[DATA FOR THIS EXERCISE Boundary: Start]
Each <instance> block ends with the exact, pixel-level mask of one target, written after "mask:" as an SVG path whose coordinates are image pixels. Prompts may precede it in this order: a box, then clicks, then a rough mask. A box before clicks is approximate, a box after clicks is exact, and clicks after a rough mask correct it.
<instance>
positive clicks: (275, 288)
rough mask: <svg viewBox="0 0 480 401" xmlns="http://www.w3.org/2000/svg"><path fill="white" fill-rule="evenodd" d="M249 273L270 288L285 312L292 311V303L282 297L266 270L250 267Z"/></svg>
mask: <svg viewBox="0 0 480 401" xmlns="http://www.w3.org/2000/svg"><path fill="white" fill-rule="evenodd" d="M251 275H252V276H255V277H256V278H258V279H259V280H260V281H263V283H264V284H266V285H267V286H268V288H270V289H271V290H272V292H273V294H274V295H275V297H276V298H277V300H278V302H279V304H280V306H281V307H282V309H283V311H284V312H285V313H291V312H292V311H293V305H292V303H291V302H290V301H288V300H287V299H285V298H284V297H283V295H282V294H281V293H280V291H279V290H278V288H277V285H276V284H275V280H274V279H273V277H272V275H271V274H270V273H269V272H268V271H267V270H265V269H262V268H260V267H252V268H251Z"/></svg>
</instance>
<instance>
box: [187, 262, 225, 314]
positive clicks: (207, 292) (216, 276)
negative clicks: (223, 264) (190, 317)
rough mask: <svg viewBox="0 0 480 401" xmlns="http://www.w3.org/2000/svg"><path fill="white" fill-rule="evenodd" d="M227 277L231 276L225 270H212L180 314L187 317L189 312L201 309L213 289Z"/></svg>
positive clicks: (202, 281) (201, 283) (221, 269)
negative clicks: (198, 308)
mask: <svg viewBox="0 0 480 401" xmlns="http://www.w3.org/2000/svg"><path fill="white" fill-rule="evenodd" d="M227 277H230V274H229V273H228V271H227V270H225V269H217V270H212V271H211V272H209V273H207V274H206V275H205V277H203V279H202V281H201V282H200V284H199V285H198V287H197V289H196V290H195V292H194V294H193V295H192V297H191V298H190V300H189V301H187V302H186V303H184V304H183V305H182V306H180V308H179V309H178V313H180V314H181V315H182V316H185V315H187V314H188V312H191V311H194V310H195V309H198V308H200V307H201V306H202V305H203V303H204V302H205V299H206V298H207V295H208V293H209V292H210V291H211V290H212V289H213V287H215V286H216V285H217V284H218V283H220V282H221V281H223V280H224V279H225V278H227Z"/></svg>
[DATA FOR THIS EXERCISE Boundary: End]
Rewrite the listing with every occurrence of "rough mask" changed to "coarse mask", leaving everything else unchanged.

Each <instance> block ends with the exact, pixel-level mask of one target, written after "mask:" as an SVG path whose coordinates are image pixels. Prompts may precede it in this order: a box, then clicks, then a coarse mask. A box before clicks is approximate, a box after clicks is exact, and clicks after a coarse mask correct it.
<instance>
positive clicks: (275, 288)
coarse mask: <svg viewBox="0 0 480 401" xmlns="http://www.w3.org/2000/svg"><path fill="white" fill-rule="evenodd" d="M249 273L270 288L285 312L292 311V303L282 297L266 270L250 267Z"/></svg>
mask: <svg viewBox="0 0 480 401" xmlns="http://www.w3.org/2000/svg"><path fill="white" fill-rule="evenodd" d="M251 275H252V276H255V277H256V278H258V279H259V280H260V281H263V283H264V284H266V285H267V286H268V288H270V289H271V290H272V292H273V294H274V295H275V297H276V298H277V300H278V302H279V304H280V306H281V307H282V309H283V311H284V312H285V313H291V312H292V311H293V305H292V303H291V302H290V301H288V300H287V299H285V298H284V297H283V295H282V294H281V293H280V291H279V290H278V288H277V285H276V284H275V280H274V279H273V277H272V275H271V274H270V273H269V272H268V271H267V270H265V269H262V268H260V267H252V268H251Z"/></svg>
</instance>
<instance>
box: [187, 262, 225, 314]
positive clicks: (207, 292) (216, 276)
negative clicks: (223, 264) (190, 317)
coarse mask: <svg viewBox="0 0 480 401" xmlns="http://www.w3.org/2000/svg"><path fill="white" fill-rule="evenodd" d="M227 277L231 276L225 270H212L180 314L187 317L189 312L201 309L213 289Z"/></svg>
positive clicks: (202, 281) (201, 283) (221, 269)
negative clicks: (198, 308)
mask: <svg viewBox="0 0 480 401" xmlns="http://www.w3.org/2000/svg"><path fill="white" fill-rule="evenodd" d="M227 277H230V274H229V273H228V271H227V270H225V269H217V270H212V271H211V272H209V273H207V274H206V275H205V277H203V279H202V281H201V282H200V284H199V285H198V287H197V289H196V290H195V292H194V294H193V295H192V297H191V298H190V300H189V301H187V302H186V303H184V304H183V305H182V306H180V308H179V309H178V313H180V314H181V315H182V316H185V315H187V314H188V312H191V311H194V310H195V309H198V308H200V307H201V306H202V305H203V303H204V302H205V299H206V298H207V295H208V293H209V292H210V291H211V290H212V289H213V287H215V286H216V285H217V284H218V283H220V282H221V281H223V280H224V279H225V278H227Z"/></svg>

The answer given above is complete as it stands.